The entries below are to be repeated verbatim, in full.

-- Opening Marker --

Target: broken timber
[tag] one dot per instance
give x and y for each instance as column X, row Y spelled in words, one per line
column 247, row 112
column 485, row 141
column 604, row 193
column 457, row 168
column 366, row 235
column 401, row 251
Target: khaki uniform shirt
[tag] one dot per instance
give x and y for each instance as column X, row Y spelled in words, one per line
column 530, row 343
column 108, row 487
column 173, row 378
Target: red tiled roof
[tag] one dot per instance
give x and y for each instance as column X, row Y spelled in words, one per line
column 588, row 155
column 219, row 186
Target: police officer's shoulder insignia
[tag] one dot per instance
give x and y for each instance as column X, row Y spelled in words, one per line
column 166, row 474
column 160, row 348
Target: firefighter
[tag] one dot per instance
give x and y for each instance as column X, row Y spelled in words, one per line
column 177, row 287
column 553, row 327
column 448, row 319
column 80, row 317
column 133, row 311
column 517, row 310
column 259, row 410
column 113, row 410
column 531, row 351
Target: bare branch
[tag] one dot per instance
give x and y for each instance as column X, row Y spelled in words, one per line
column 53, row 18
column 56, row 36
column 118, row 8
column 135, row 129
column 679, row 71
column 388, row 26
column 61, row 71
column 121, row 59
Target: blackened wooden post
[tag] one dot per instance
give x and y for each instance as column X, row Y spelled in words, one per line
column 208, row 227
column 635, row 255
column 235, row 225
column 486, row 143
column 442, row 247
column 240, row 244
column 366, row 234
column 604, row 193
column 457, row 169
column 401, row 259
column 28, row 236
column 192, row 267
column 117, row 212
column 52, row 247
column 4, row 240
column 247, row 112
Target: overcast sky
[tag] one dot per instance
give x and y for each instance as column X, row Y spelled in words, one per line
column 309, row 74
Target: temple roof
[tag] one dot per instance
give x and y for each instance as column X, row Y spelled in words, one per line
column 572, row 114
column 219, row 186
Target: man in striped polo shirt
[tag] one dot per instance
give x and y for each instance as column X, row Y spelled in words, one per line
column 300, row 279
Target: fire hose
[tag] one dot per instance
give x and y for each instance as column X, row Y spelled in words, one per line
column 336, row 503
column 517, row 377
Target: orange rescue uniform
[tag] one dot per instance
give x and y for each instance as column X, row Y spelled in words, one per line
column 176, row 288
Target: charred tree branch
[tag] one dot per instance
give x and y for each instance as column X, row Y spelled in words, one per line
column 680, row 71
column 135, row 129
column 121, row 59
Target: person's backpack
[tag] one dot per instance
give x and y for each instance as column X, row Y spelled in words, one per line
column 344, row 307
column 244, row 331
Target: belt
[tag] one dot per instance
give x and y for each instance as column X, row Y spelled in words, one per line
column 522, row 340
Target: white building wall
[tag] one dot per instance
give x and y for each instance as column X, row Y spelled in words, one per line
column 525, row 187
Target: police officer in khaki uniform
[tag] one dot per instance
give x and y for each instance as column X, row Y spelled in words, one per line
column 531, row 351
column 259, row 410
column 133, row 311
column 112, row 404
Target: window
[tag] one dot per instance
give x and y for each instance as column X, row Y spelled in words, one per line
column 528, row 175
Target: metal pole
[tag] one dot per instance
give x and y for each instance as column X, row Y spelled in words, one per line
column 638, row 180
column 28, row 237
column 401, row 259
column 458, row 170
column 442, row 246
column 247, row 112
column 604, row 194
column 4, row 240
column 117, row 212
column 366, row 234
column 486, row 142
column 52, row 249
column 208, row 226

-- Closing Marker --

Output for this exercise —
Target: broken timber
[tag] one dot per instance
give x and y for each instance as column X, row Y spelled in words, one per line
column 247, row 112
column 485, row 141
column 604, row 193
column 457, row 168
column 366, row 235
column 401, row 251
Target: khaki uniform shirt
[tag] one dot per instance
give x and y for each instance as column X, row Y spelled in words, one per line
column 530, row 343
column 108, row 487
column 173, row 378
Target: red tiled roof
[tag] one dot per instance
give x and y for each instance as column X, row Y spelled in words, one per line
column 588, row 155
column 219, row 186
Target: police officer's shoulder insignia
[tag] one dot per instance
give x and y for each instance as column X, row Y spelled in words, one per line
column 166, row 474
column 160, row 348
Target: firefighter
[tag] one dot per instance
give x and y for each instance as column X, row Y spelled in words, one per line
column 177, row 287
column 553, row 327
column 448, row 319
column 80, row 317
column 133, row 311
column 517, row 310
column 259, row 410
column 113, row 410
column 531, row 351
Target: bare branch
[tag] one dot per instance
give x and y for each instance as column X, row Y spelled in words, one per line
column 53, row 18
column 56, row 36
column 118, row 8
column 135, row 129
column 679, row 71
column 388, row 26
column 61, row 71
column 121, row 59
Target: blackened wooden post
[tag] one dot per instance
give x and y for each instance as column X, row Y spelled in words, one per line
column 208, row 227
column 635, row 255
column 235, row 225
column 486, row 143
column 442, row 247
column 240, row 244
column 366, row 234
column 604, row 193
column 457, row 169
column 401, row 259
column 28, row 236
column 192, row 267
column 117, row 212
column 52, row 247
column 4, row 240
column 247, row 112
Target: overcast sky
[tag] one dot per instance
give x and y for each instance as column X, row Y spelled in words, one per line
column 309, row 74
Target: temple roof
[tag] one dot per instance
give x and y for each instance as column X, row Y spelled in words, one per line
column 572, row 114
column 219, row 186
Target: man in striped polo shirt
[tag] one dot per instance
give x and y for each instance as column X, row Y spelled in words, one per line
column 300, row 279
Target: fire hose
[tag] one dot per instance
give x and y for each instance as column X, row Y spelled in words, one per line
column 336, row 503
column 517, row 377
Target: orange rescue uniform
[tag] one dot per instance
give x and y for each instance as column X, row Y spelled in words, one per line
column 176, row 288
Target: charred tree branch
[tag] one dot per instance
give x and y for each instance as column X, row Y spelled in words, one per line
column 680, row 71
column 135, row 129
column 121, row 59
Target: person's backpack
[tag] one dot per instance
give x and y for each instance as column X, row Y spelled in words, one per line
column 344, row 307
column 244, row 331
Target: belt
[tag] one dot per instance
give x and y for each instance as column X, row Y spelled in words, one per line
column 522, row 340
Target: white building wall
[tag] one dot per instance
give x and y for each instance as column X, row Y spelled in words, one per line
column 525, row 187
Target: police officer in khaki uniform
[tag] one dot per instance
give x and y for each instance as column X, row Y spelled in words, one per line
column 531, row 351
column 259, row 410
column 133, row 311
column 112, row 404
Target: window
[tag] one dot per instance
give x and y for each instance as column X, row Y spelled in words, one per line
column 528, row 175
Target: metal pole
[tag] one dot per instance
give x and y for each instance as column X, row Y spelled in words, one per line
column 638, row 180
column 28, row 237
column 401, row 259
column 458, row 170
column 442, row 246
column 247, row 112
column 604, row 194
column 4, row 240
column 117, row 212
column 366, row 234
column 486, row 142
column 52, row 249
column 208, row 226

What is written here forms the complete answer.